In the entries below, find the line containing "Might you point out the log". Copy it and all lines after it, exactly, through the end.

----

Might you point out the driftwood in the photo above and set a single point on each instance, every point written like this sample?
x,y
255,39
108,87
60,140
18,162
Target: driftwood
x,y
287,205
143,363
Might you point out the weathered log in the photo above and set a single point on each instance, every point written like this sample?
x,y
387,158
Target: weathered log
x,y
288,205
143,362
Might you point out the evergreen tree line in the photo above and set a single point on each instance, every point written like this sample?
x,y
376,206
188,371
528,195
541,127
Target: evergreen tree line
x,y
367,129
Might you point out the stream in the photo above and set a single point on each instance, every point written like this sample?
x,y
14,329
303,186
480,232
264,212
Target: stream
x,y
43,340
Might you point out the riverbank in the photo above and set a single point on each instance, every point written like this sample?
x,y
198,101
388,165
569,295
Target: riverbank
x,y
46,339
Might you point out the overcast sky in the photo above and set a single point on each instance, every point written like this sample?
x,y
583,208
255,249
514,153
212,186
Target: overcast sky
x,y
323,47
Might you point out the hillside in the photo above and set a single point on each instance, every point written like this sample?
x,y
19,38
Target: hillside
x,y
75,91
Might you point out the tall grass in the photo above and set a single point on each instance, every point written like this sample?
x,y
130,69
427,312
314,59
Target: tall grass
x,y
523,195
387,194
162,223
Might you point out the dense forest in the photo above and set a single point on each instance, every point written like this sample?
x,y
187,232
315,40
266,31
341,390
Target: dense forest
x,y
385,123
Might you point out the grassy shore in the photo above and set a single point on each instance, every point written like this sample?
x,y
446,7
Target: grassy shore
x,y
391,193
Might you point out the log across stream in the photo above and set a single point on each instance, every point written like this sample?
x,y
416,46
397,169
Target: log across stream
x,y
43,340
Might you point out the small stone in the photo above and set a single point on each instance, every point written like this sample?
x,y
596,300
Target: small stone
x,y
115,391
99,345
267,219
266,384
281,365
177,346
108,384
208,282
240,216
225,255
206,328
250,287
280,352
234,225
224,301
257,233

----

→ **Response to this task**
Might you point out the log across stream in the photo above and set a single point on each instance, every point written like this sample?
x,y
416,46
397,169
Target: log across stream
x,y
43,340
Might you point out the small stone in the photo above and set a single point on each instance, every point written like this sample?
x,y
596,300
Target: small stone
x,y
115,391
99,345
267,219
266,384
281,365
177,346
108,384
208,282
240,216
225,255
206,328
250,287
280,352
234,225
224,301
257,233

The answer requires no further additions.